* Stated goal A *
In the post on tidymodels, transcribe the portion starting with "tidymodels is a" and going on through "teaching. Here’s why.".
* Stated goal B *
Render this sentence from the post on tidymodels in Spanish: "My first issue with tidymodels is how it handles bootstrap methods."

* Selection *
● ● ● ●
Why I don’t use {tidymodels}

tidymodels is a popular framework for regression, machine learning, and hypothesis testing. There’s been a lot of hype around it. There are courses focusing on tidymodels, and there are books about how to use it. I don’t use it myself: not in my own practice and not in my teaching. Here’s why.

Inconsistency in bootstrapping

My first issue with tidymodels is how it handles bootstrap methods. When bootstrapping using tidymodels, the results obtained using the standard methods for confidence intervals and p-values can differ. You can end up with a p-value that suggests significance while the confidence interval includes the null (or vice-versa).

To illustrate the problem, I’ll use the same dataset (gss) and the same null hypothesis as in the the official tidymodels documentation on how to perform hypothesis testing and compute confidence intervals. I use an example identical to that the tidymodels team uses in order to highlight that this isn’t just an issue that arises in pathological or cherry-picked examples. Quite the opposite: it’s something that is likely to arise any time that the p-value is close to the significance level of the test.
● ● ● ●
* Material shown *
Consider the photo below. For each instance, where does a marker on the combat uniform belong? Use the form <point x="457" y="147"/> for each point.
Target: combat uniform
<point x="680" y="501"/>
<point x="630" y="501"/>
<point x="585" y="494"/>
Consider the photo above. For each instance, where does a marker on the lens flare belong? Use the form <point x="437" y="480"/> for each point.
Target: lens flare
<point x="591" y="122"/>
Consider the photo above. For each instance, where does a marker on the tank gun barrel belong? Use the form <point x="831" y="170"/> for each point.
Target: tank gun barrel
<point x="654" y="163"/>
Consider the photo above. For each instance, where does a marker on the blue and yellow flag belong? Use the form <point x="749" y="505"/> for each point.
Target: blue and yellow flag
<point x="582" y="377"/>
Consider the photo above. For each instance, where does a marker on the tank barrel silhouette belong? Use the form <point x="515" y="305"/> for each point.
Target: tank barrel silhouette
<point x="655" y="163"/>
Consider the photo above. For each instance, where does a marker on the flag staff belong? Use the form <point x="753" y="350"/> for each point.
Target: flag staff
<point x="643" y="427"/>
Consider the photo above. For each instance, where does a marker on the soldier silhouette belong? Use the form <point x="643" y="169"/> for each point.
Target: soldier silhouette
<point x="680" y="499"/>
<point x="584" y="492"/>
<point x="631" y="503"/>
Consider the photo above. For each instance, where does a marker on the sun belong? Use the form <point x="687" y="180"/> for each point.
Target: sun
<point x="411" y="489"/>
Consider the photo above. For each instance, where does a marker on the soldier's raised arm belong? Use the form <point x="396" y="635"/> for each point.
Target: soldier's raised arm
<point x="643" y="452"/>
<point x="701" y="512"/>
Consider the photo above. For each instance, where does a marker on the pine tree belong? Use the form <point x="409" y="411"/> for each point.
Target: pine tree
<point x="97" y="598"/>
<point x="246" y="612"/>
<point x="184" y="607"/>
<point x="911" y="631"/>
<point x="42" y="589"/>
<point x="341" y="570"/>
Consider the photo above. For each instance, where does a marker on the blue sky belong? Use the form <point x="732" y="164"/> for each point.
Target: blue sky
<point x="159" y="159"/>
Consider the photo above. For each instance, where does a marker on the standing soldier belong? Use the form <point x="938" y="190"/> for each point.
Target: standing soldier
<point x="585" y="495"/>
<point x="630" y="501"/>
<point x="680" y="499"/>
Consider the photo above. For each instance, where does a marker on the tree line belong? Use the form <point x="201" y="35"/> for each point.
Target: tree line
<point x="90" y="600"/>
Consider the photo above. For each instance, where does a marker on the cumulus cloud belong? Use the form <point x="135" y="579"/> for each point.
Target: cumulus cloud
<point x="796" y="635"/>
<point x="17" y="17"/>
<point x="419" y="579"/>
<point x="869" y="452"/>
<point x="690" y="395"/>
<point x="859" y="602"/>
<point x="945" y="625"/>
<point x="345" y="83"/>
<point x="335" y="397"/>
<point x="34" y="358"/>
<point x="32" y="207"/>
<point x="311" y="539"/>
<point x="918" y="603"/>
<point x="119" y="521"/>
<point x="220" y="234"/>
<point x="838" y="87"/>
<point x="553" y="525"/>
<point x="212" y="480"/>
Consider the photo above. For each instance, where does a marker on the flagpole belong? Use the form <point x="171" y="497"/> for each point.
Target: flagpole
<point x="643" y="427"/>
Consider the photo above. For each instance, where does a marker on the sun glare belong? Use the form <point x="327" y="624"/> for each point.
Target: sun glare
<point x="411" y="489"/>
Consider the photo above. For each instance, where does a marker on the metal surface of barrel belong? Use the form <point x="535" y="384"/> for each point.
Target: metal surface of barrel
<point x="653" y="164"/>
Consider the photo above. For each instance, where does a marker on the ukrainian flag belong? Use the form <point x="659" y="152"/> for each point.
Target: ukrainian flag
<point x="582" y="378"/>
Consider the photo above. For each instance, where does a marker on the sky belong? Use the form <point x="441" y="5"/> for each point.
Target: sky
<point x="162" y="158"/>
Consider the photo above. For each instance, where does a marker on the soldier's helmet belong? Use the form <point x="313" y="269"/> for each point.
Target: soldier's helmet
● ● ● ●
* Correct result A *
tidymodels is a popular framework for regression, machine learning, and hypothesis testing. There’s been a lot of hype around it. There are courses focusing on tidymodels, and there are books about how to use it. I don’t use it myself: not in my own practice and not in my teaching. Here’s why.

* Correct result B *
Mi primer problema con tidymodels es cómo maneja los métodos bootstrap.